***** DATA LISTING *****

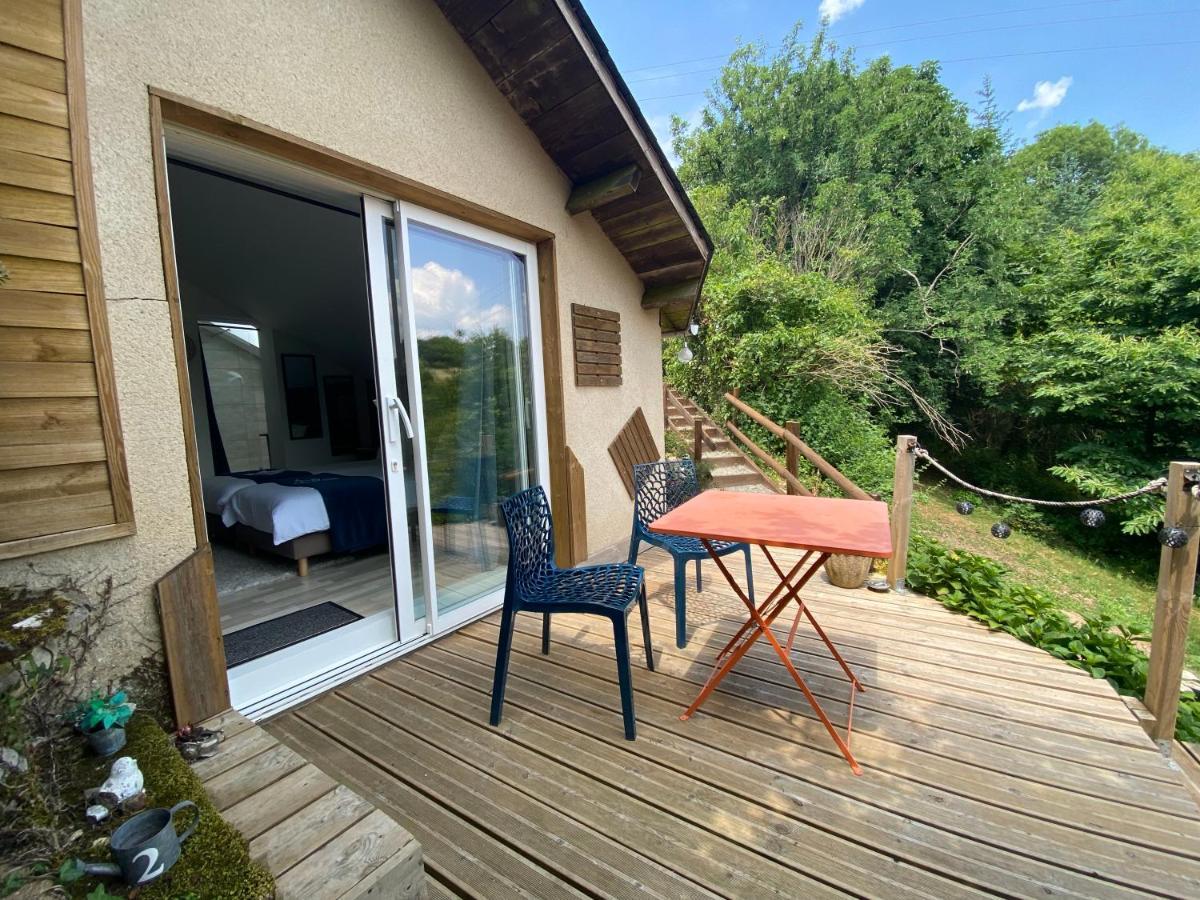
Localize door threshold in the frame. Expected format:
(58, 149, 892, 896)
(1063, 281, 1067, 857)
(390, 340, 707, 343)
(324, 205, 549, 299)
(240, 601, 502, 721)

*****

_TASK BRIEF_. Once you find the line containing "(58, 149, 892, 896)", copy it and every line after it through the end of the records, exactly and nothing else.

_TASK ANSWER_.
(58, 149, 892, 896)
(1063, 281, 1067, 857)
(390, 340, 707, 343)
(324, 205, 549, 299)
(240, 601, 502, 721)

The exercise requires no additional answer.